> 本文抜粋
☆ ☆ ☆ ☆ ☆ ☆ ☆
心臓弁膜症(しんぞうべんまくしょう)は、心臓にある「弁」に異常が生じる病気です。心臓の弁は、血液が正しい方向に流れるように調節する役割を持っていますが、弁が正常に開閉しなくなると、血液が逆流したり、十分に流れなくなったりします。これが心臓に負担をかけ、症状を引き起こす原因となります。

 

心臓の弁とその役割

心臓には4つの弁があります。それぞれ血液の流れを調節しています。

  1. 僧帽弁(そうぼうべん)

    • 左心房と左心室の間にあります。
    • 左心房から左心室への血液の流れを制御します。
  2. 大動脈弁(だいどうみゃくべん)

    • 左心室と大動脈の間にあります。
    • 左心室から全身に血液を送り出します。
  3. 三尖弁(さんせんべん)

    • 右心房と右心室の間にあります。
☆ ☆ ☆ ☆ ☆ ☆ ☆
> 課題一覧
- a) 心臓弁膜症の本文によると、心臓には弁がいくつありますか。
- b) 心臓弁膜症の本文の「心臓弁膜症(しんぞうべんまく」から「1. 僧帽弁(そうぼうべん)」までの部分を、「血液」を「血」に変えて書き直してください。
☆ ☆ ☆ ☆ ☆ ☆ ☆
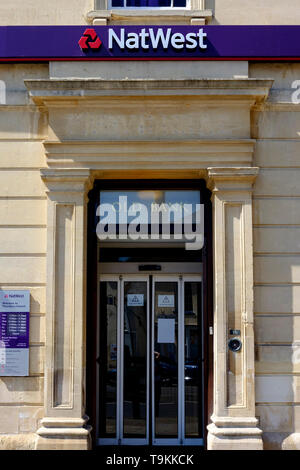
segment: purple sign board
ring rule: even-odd
[[[29,375],[29,305],[29,291],[0,291],[0,376]]]
[[[300,60],[300,26],[2,26],[0,61]]]

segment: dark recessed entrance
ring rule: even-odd
[[[172,203],[199,198],[203,248],[186,250],[178,237],[99,241],[101,195],[113,201],[120,193],[143,198],[143,191],[147,204],[151,191]],[[171,222],[172,235],[178,227]],[[87,413],[94,445],[205,446],[212,260],[204,183],[99,181],[90,193],[88,223]],[[117,227],[117,235],[121,231]]]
☆ ☆ ☆ ☆ ☆ ☆ ☆
> 解答
- a) 4つです。

- b)
心臓弁膜症(しんぞうべんまくしょう)は、心臓にある「弁」に異常が生じる病気です。心臓の弁は、血が正しい方向に流れるように調節する役割を持っていますが、弁が正常に開閉しなくなると、血が逆流したり、十分に流れなくなったりします。これが心臓に負担をかけ、症状を引き起こす原因となります。

 

心臓の弁とその役割

心臓には4つの弁があります。それぞれ血の流れを調節しています。

  1. 僧帽弁(そうぼうべん)